» **Information provided**

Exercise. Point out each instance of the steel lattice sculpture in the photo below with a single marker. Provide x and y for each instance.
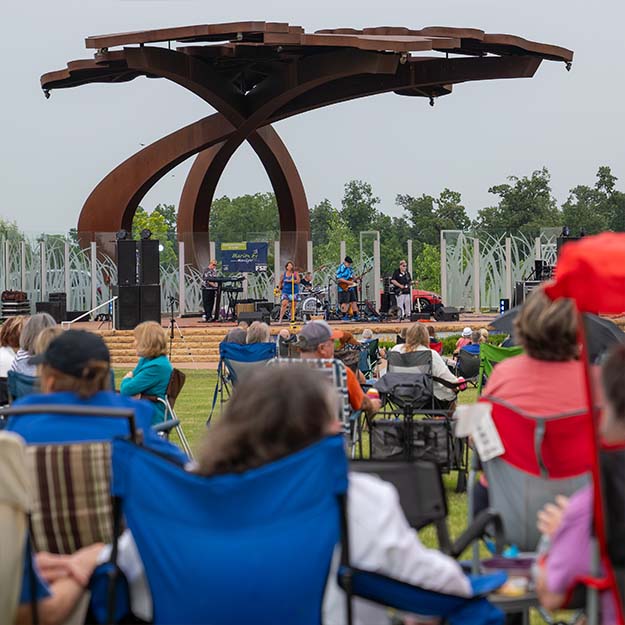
(256, 73)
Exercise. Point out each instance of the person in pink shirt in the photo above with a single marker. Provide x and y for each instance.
(548, 378)
(567, 523)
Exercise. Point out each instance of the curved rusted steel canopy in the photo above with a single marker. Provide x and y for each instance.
(255, 73)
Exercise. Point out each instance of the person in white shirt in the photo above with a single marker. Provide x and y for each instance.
(9, 342)
(418, 339)
(274, 412)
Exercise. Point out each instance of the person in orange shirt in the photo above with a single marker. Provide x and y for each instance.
(316, 340)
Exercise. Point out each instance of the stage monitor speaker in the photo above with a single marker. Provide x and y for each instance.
(126, 257)
(150, 302)
(128, 307)
(149, 262)
(249, 317)
(447, 313)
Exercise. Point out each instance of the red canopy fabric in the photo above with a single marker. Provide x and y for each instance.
(592, 272)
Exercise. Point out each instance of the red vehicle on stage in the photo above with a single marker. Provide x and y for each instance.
(427, 301)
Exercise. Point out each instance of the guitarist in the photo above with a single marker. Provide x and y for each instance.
(347, 289)
(402, 282)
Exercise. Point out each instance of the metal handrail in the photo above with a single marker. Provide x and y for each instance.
(68, 324)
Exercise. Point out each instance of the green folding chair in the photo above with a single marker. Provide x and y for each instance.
(490, 355)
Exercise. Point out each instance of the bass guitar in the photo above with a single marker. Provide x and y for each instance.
(345, 285)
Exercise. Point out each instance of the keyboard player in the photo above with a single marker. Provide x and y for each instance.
(209, 290)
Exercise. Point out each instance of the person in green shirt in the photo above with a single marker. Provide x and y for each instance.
(153, 371)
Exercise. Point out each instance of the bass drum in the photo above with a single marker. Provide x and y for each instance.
(312, 306)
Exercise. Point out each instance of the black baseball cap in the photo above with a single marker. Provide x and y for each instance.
(71, 351)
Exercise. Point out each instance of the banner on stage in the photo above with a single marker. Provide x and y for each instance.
(244, 257)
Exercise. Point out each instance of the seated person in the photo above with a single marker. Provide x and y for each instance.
(548, 378)
(474, 346)
(277, 411)
(75, 370)
(153, 371)
(258, 332)
(435, 343)
(60, 584)
(465, 339)
(316, 340)
(568, 523)
(32, 327)
(418, 339)
(236, 335)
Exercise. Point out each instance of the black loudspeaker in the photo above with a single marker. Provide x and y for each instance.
(126, 252)
(261, 315)
(150, 303)
(128, 307)
(264, 306)
(149, 262)
(388, 301)
(446, 313)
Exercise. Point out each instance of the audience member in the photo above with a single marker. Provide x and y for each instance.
(153, 371)
(32, 327)
(465, 339)
(236, 335)
(418, 339)
(258, 332)
(547, 378)
(278, 411)
(435, 343)
(9, 342)
(75, 370)
(567, 523)
(316, 340)
(474, 346)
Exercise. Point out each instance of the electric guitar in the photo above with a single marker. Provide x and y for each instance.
(345, 285)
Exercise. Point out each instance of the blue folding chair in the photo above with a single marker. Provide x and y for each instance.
(257, 547)
(20, 385)
(236, 361)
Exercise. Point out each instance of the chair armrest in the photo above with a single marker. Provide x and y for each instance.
(477, 529)
(166, 426)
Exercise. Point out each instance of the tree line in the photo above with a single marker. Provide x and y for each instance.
(521, 204)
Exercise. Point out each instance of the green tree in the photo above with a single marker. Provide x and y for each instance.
(427, 268)
(359, 206)
(428, 215)
(595, 209)
(157, 224)
(235, 219)
(524, 204)
(320, 217)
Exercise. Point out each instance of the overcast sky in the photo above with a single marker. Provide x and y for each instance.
(55, 151)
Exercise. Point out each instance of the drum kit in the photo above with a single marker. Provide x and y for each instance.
(311, 303)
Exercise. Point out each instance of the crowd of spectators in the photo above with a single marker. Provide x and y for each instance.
(277, 411)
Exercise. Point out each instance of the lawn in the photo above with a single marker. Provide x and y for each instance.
(194, 404)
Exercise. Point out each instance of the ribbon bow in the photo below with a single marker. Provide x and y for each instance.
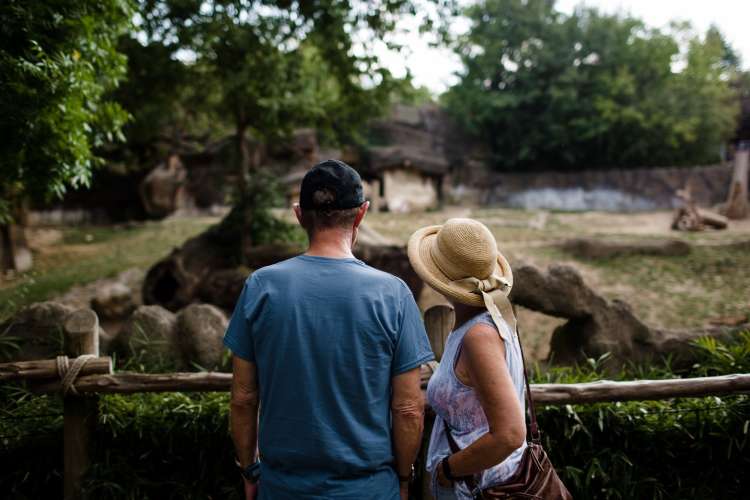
(494, 291)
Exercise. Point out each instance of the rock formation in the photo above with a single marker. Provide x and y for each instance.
(149, 335)
(38, 330)
(596, 325)
(163, 190)
(200, 335)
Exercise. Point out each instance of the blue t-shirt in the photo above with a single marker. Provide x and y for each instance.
(327, 335)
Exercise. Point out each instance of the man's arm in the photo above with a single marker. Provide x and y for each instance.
(407, 411)
(244, 410)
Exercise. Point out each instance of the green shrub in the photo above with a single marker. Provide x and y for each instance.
(177, 445)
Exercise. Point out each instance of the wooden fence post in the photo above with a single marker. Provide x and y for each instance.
(80, 413)
(439, 321)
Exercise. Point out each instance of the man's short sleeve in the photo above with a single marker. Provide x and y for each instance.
(239, 335)
(412, 346)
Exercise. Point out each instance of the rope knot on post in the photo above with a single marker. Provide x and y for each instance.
(68, 371)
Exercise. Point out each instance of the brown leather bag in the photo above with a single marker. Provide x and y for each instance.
(535, 477)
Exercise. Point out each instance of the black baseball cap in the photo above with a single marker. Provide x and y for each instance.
(331, 185)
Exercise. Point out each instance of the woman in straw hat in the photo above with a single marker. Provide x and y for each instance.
(477, 392)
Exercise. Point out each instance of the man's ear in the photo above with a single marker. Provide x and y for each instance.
(297, 212)
(361, 214)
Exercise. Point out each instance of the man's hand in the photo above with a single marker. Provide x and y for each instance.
(244, 409)
(251, 490)
(407, 412)
(403, 490)
(441, 479)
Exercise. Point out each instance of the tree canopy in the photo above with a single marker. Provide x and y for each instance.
(58, 61)
(546, 90)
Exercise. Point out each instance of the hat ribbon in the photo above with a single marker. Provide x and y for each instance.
(494, 292)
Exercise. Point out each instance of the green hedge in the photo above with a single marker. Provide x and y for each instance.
(177, 445)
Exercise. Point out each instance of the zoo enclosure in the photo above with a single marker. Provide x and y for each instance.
(87, 374)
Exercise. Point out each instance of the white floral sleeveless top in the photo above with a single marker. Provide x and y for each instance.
(458, 406)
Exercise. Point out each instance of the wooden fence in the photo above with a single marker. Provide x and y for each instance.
(96, 377)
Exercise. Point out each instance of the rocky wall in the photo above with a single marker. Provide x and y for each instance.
(608, 189)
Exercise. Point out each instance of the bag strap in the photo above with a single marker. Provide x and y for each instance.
(536, 437)
(470, 481)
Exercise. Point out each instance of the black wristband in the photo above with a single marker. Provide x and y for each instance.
(406, 479)
(447, 469)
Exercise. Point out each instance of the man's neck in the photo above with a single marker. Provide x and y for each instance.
(334, 244)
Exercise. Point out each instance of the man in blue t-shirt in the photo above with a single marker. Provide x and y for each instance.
(327, 352)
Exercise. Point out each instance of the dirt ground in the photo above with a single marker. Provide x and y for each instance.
(709, 284)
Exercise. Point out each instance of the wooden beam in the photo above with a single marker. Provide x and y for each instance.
(551, 394)
(639, 390)
(81, 337)
(45, 369)
(439, 321)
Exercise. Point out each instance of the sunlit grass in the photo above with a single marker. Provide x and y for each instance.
(86, 254)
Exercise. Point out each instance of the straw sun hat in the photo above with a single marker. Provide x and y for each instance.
(460, 260)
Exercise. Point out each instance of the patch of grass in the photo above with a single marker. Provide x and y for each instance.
(81, 259)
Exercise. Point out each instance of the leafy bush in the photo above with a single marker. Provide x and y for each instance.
(177, 445)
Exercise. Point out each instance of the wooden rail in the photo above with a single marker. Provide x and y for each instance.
(96, 377)
(546, 394)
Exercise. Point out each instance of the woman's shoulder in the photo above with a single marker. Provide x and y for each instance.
(485, 320)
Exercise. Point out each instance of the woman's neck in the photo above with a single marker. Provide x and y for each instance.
(464, 313)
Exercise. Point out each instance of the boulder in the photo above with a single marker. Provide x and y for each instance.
(174, 281)
(113, 300)
(38, 331)
(149, 337)
(596, 325)
(589, 248)
(200, 335)
(222, 287)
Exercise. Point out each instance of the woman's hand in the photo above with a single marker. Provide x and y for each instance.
(403, 491)
(441, 479)
(251, 490)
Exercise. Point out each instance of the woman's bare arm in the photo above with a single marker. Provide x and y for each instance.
(484, 354)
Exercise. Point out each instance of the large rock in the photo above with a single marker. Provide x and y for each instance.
(174, 281)
(113, 300)
(222, 287)
(149, 337)
(596, 325)
(38, 331)
(200, 334)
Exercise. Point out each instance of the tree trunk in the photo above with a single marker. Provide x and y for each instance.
(244, 164)
(15, 255)
(243, 158)
(737, 204)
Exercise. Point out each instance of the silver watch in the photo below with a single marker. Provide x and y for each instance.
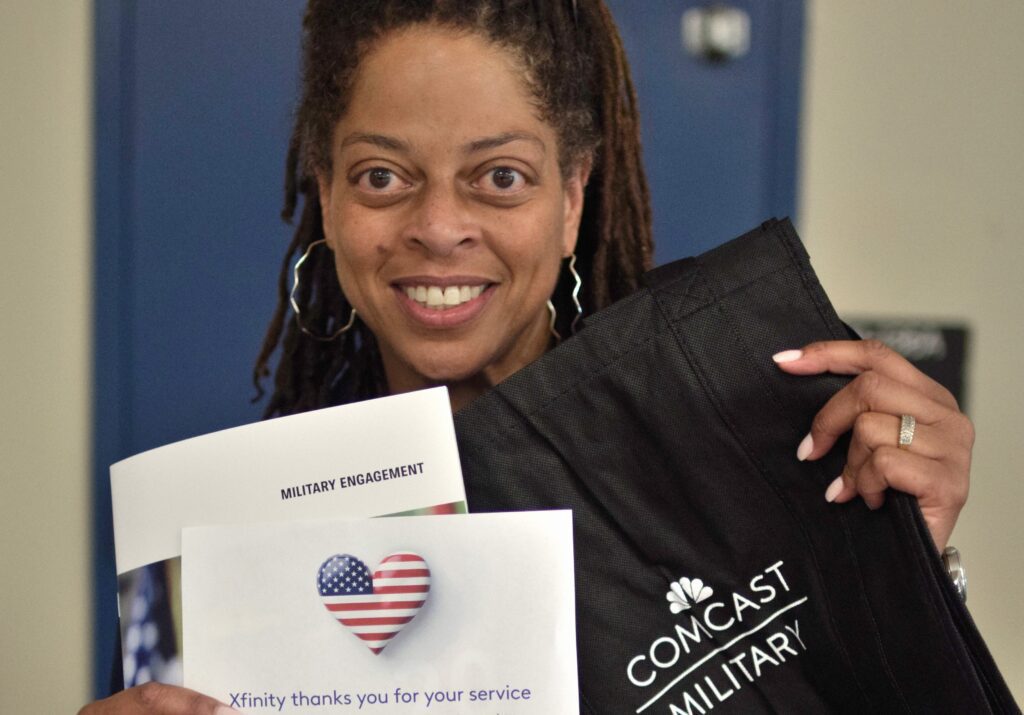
(954, 569)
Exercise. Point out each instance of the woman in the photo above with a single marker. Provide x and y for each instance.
(452, 156)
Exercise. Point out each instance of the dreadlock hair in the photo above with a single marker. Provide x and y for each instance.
(574, 66)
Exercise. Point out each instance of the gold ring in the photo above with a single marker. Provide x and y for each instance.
(906, 427)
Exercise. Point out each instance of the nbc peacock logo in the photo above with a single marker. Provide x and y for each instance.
(686, 593)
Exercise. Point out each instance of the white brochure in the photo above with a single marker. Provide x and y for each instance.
(462, 614)
(395, 455)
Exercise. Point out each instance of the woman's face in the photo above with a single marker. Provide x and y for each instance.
(446, 209)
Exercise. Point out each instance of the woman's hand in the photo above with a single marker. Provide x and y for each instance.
(157, 699)
(935, 467)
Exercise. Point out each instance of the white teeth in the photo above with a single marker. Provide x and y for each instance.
(439, 298)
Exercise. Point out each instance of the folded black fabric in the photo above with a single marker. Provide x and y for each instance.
(711, 574)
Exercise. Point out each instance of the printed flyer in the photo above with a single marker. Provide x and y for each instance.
(466, 614)
(395, 455)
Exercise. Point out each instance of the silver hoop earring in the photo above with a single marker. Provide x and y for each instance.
(578, 285)
(295, 304)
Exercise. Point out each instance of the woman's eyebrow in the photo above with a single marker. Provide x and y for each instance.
(502, 139)
(379, 140)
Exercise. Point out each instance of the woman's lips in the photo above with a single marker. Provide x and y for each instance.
(448, 305)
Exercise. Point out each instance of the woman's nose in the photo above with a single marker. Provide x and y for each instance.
(441, 222)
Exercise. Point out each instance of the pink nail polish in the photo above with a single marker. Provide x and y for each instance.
(787, 355)
(834, 489)
(805, 449)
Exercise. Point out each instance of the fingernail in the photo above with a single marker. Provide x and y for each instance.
(787, 355)
(834, 489)
(805, 449)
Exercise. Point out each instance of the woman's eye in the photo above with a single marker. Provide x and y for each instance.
(379, 179)
(505, 179)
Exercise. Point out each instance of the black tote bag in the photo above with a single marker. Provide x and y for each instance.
(711, 574)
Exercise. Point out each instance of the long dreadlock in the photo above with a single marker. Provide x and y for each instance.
(574, 66)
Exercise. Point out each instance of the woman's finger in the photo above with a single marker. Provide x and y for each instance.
(856, 356)
(867, 392)
(872, 430)
(940, 491)
(158, 699)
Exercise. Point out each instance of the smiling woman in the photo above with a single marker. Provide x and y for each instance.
(443, 151)
(449, 156)
(449, 219)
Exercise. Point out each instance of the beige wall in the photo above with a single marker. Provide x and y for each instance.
(912, 205)
(45, 162)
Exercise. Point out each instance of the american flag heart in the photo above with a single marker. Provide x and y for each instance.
(374, 607)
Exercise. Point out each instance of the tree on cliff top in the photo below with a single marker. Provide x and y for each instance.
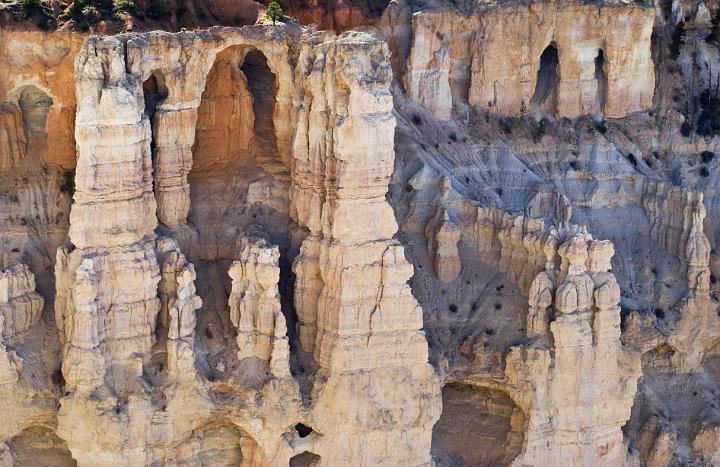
(274, 11)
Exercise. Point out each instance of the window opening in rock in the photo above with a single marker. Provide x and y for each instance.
(303, 430)
(34, 105)
(478, 426)
(238, 184)
(548, 78)
(601, 77)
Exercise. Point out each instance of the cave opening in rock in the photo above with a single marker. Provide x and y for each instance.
(261, 84)
(238, 186)
(40, 447)
(601, 77)
(218, 444)
(304, 459)
(34, 105)
(478, 426)
(545, 97)
(154, 93)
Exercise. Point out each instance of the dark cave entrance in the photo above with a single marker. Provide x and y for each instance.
(261, 83)
(545, 96)
(238, 187)
(478, 426)
(34, 105)
(154, 93)
(601, 77)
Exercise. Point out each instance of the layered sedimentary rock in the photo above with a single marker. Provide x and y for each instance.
(352, 299)
(239, 286)
(562, 59)
(586, 385)
(20, 304)
(255, 306)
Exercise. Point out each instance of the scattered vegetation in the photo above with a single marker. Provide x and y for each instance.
(677, 40)
(707, 157)
(274, 12)
(708, 123)
(125, 6)
(602, 126)
(158, 9)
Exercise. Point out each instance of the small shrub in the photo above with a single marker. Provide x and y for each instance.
(274, 12)
(685, 129)
(90, 12)
(677, 40)
(505, 126)
(158, 9)
(602, 126)
(127, 6)
(708, 123)
(31, 6)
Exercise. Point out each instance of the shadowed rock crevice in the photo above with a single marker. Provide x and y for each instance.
(601, 77)
(34, 105)
(545, 96)
(478, 426)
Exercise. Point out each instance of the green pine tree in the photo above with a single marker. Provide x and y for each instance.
(274, 11)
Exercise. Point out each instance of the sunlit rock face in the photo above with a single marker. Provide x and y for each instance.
(462, 234)
(549, 58)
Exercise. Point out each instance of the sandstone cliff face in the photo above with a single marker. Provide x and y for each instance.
(270, 245)
(543, 58)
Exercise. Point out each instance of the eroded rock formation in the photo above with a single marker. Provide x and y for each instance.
(273, 245)
(560, 60)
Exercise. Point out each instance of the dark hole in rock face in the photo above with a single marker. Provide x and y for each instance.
(303, 430)
(154, 93)
(478, 426)
(261, 84)
(601, 77)
(304, 459)
(34, 105)
(546, 88)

» **Short exercise**
Write out, word for word, every line from the one containing "Exercise. Point out each instance of the dark cave" through the last line of the records above.

» **The completed task**
Exercise. Point out each instance of the dark cave entrance in the photo above with a single marker. Provide x and y for each instance.
(261, 83)
(545, 96)
(238, 187)
(478, 426)
(34, 105)
(154, 93)
(601, 77)
Exercise. Point out each instance of the layered sedimentary rock in the photo above with a single marker. Provide x and y for each instance.
(352, 299)
(239, 286)
(562, 59)
(586, 385)
(20, 304)
(255, 306)
Exercise. Point out each instance of the scattered vegetation in the photo above with a single marker. Provide x and y for each instance.
(677, 40)
(707, 157)
(274, 12)
(708, 123)
(125, 6)
(602, 126)
(158, 9)
Exercise. Point out each instance of the small shrub in the photo above with a single marker. Provide x and y for each instance.
(274, 12)
(685, 129)
(90, 12)
(677, 40)
(505, 126)
(158, 9)
(602, 126)
(127, 6)
(708, 123)
(31, 6)
Exercise. Point out each instance of the shadowed rock crevice in the photo above with a single marker. Provide x and y for each instance.
(601, 77)
(34, 105)
(545, 96)
(478, 426)
Exercise. Point out each instance of the green pine tree in the photo above with a single marker. Provide x and y for each instance.
(274, 11)
Exercise. Point out each instance of the sunlit rock face in the photo above with a single marker. Provide x and y for each instance.
(462, 234)
(549, 58)
Exercise. Point out each instance of the sandstone cliff face in the photo above with a single marker. Provide x and y for each instance.
(270, 245)
(543, 58)
Exercise. Point out each instance of the eroded rock formation in the photo above with a single marker. Provide x and y for each instance.
(273, 245)
(560, 60)
Exercise. Point out each instance of the dark hole in rock face in the photo above with a single marker. Provide x and y for each instance.
(303, 430)
(154, 93)
(478, 426)
(261, 84)
(601, 77)
(304, 459)
(34, 105)
(546, 88)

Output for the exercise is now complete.